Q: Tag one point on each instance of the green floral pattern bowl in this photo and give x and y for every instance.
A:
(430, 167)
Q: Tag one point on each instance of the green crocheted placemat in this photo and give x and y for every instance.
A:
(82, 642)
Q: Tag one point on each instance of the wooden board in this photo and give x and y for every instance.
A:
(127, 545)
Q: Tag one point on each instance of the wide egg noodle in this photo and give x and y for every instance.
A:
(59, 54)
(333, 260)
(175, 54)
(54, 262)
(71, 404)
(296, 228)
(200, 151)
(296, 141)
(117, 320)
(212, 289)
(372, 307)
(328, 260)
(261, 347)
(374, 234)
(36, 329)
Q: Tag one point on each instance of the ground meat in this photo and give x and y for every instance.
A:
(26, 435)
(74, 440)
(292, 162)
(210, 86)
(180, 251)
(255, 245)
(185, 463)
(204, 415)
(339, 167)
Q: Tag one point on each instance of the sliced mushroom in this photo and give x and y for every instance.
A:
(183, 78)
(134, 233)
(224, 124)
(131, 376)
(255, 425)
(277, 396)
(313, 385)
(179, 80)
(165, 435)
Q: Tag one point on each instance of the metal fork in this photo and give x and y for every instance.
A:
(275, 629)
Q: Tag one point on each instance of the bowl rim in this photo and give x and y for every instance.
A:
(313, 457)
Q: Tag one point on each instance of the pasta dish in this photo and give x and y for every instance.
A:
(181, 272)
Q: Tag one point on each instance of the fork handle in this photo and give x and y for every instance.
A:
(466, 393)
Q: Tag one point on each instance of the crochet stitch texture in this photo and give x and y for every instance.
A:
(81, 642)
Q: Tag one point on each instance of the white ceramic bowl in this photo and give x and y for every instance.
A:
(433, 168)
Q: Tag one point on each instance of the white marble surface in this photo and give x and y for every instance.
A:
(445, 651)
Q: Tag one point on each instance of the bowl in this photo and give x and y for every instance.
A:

____

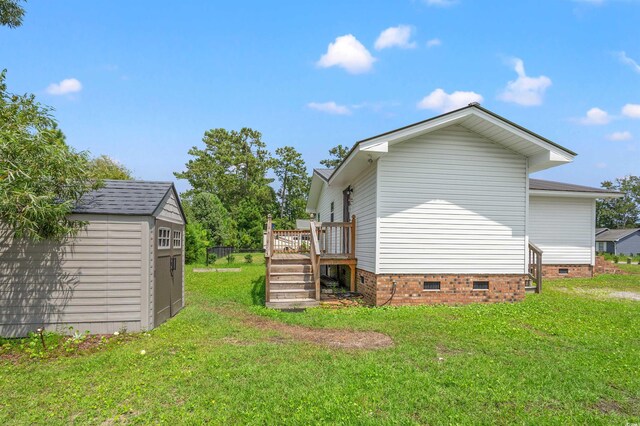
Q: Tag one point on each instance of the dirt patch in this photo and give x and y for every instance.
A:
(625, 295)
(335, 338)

____

■ STATED EXERCISE
Copy out each line of the rows above that contains the word "green".

■ EXERCISE ANSWER
Q: Tag one point on each instance of the green floral pattern bowl in this photo and give x and y for every instance.
Q: Tag one point on each instance of the green crocheted placemat in this photo and give x and y for every instance.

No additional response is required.